* Prompt
Rewrite the items below as a numbered list, omitting any blank lines.

┌──

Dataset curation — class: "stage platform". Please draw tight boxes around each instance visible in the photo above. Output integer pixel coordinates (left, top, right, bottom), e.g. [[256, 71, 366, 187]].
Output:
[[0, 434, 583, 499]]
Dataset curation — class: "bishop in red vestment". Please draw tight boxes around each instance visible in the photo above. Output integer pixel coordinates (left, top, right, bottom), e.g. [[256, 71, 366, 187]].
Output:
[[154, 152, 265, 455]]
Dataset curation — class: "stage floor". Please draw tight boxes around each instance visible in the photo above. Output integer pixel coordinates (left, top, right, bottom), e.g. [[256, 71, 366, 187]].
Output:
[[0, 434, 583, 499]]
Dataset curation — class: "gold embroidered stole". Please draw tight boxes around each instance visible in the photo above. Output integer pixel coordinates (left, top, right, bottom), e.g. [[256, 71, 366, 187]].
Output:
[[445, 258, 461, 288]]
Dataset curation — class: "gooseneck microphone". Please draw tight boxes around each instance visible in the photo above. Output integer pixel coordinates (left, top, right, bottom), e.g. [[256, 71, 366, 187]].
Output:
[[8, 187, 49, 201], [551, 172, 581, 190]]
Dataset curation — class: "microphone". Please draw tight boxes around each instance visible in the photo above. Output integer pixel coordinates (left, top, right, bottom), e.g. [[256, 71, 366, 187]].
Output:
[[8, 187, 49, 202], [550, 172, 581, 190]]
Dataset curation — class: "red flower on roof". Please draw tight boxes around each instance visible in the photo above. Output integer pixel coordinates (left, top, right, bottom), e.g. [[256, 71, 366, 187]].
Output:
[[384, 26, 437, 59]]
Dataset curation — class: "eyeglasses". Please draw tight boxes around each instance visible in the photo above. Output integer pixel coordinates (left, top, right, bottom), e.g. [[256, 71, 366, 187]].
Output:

└──

* Response
1. Dataset curation — class: "stage platform". Please draw tight boxes around each instance visible in the photo above. Output integer pixel coordinates (left, top, right, bottom), e.g. [[256, 71, 366, 187]].
2. Output:
3. [[0, 434, 583, 499]]
4. Dataset curation — class: "bishop in red vestment". Please draw tight boxes around each instance visible in the photo above. Output integer pixel coordinates (left, top, right, bottom), e.g. [[256, 71, 366, 187]].
5. Output:
6. [[154, 152, 265, 455]]
7. Dataset curation — class: "stage floor". Please draw tight boxes around each instance visible in the photo above. Output integer pixel coordinates (left, top, right, bottom), e.g. [[256, 71, 366, 187]].
8. Output:
9. [[0, 434, 583, 499]]
10. Dataset curation — class: "gold embroidered stole". Please draw tight boxes around each instance visible in the photo above. Output integer pixel coordinates (left, top, right, bottom), e.g. [[256, 71, 366, 187]].
11. Output:
12. [[445, 258, 461, 288]]
13. Dataset curation — class: "gooseneck microphone". Please draw tight boxes around each instance visible in the photo above. Output integer pixel coordinates (left, top, right, bottom), e.g. [[256, 71, 366, 187]].
14. Output:
15. [[8, 187, 49, 201], [551, 172, 581, 190]]
16. Dataset curation — class: "microphone". Please draw tight boxes around each instance visible in the photo above. Output integer pixel coordinates (left, top, right, bottom), e.g. [[256, 71, 366, 187]].
17. Output:
18. [[8, 187, 49, 202], [550, 172, 581, 190]]
19. Dataset curation — class: "red flower on roof". Please draw tight boxes around each instance visible in the photo above. Output integer pixel coordinates (left, top, right, bottom), e.g. [[256, 71, 366, 187]].
20. Output:
21. [[384, 26, 437, 59]]
22. Dataset curation — class: "eyeglasses". Please draw tight boxes around each instance visible in the photo above. Output integer pixel coordinates (left, top, right, bottom), e.g. [[256, 71, 366, 187]].
23. Output:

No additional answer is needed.